### Given text
2.6 Statistical analysis

All statistical analyses were done using R version 4.4.1. An analysis of variance (ANOVA) was performed on data generated in each experiment alongside a Tukey multiple-comparison test. To determine significance between treatments a P value of <0.05 was set.

3 Results3.1 Fusarium verticillioides inhibits Aspergillus flavus growth through fumonisin

Initially, wild-type strains of A. flavus and F. verticillioides were confronted with each other on PDA. Inhibition of A. flavus growth was observed as a sharp line of demarcation, beyond which it did not grow (Figure 1). To determine if aflatoxin and/or fumonisin were involved in this interaction, nonproducing mutants were utilized. For this study, an aflatoxin non-producing aflR deletion strain was created as described in the Methods section above (Supplementary Figure S1A). Pyrithiamine resistant transformants were further confirmed with diagnostic PCR (Supplementary Figures S1B–E). For a fumonisin non-producing strain of F. verticillioides, a strain with a disruption of the FvFUM1 gene from previous work was utilized (Proctor et al., 1999; Desjardins et al., 2002). The aflatoxin non-producing mutant (ΔaflR) confronted with wild-type F. verticillioides showed an even sharper demarcation line than observed with wild type A. flavus, suggesting that aflatoxin diminishes the competitive edge of F. verticillioides over A. flavus (Figure 1). Likewise, when confronted with the fumonisin non-producing mutant (Δfvfum1) the growth of wild-type A. flavus was clearly less inhibited, and its colony made direct contact with the fumonisin non-producing mutant. Additionally, when non-toxigenic competitor strains are confronted, the result is similar to the A. flavus wild-type vs Δfvfum1 interaction with the colonies making contact. These results indicate that both aflatoxin and fumonisin are, in part, responsible for competitor growth inhibition in these interactions.

### What you will do
1 - In the excerpt on fungal competition, which version of R was used for the statistical analyses?
2 - From the excerpt on fungal competition, copy the passage that begins at the words "2.6 Statistical analysis" and stops after "<0.05 was set.".

Dataset entries:

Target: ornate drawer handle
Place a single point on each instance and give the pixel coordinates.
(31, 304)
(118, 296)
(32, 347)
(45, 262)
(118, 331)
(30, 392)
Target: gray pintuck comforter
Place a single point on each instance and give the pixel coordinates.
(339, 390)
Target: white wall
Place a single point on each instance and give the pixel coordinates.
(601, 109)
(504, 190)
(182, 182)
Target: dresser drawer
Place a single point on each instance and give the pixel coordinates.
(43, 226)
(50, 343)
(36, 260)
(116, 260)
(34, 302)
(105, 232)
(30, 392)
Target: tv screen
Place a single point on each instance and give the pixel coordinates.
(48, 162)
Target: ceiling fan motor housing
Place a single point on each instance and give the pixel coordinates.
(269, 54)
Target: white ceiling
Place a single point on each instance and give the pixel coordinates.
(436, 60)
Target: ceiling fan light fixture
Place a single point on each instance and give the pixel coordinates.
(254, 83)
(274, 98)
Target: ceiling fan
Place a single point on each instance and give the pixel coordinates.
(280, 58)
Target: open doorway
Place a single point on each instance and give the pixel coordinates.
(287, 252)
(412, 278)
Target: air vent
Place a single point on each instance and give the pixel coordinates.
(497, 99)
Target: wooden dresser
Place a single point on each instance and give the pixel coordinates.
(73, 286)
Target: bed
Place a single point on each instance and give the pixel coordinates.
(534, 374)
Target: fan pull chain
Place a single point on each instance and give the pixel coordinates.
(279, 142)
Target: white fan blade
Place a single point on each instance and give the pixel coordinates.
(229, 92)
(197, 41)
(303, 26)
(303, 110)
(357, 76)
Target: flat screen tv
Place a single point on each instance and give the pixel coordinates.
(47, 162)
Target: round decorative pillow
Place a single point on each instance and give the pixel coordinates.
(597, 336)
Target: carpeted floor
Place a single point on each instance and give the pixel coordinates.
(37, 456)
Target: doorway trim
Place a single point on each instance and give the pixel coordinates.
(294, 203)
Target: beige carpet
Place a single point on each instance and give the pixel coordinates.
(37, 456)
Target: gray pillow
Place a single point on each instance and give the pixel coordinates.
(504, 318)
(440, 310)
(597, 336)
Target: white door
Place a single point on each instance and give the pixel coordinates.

### Task results
1 - R version 4.4.1

2 -
2.6 Statistical analysis

All statistical analyses were done using R version 4.4.1. An analysis of variance (ANOVA) was performed on data generated in each experiment alongside a Tukey multiple-comparison test. To determine significance between treatments a P value of <0.05 was set.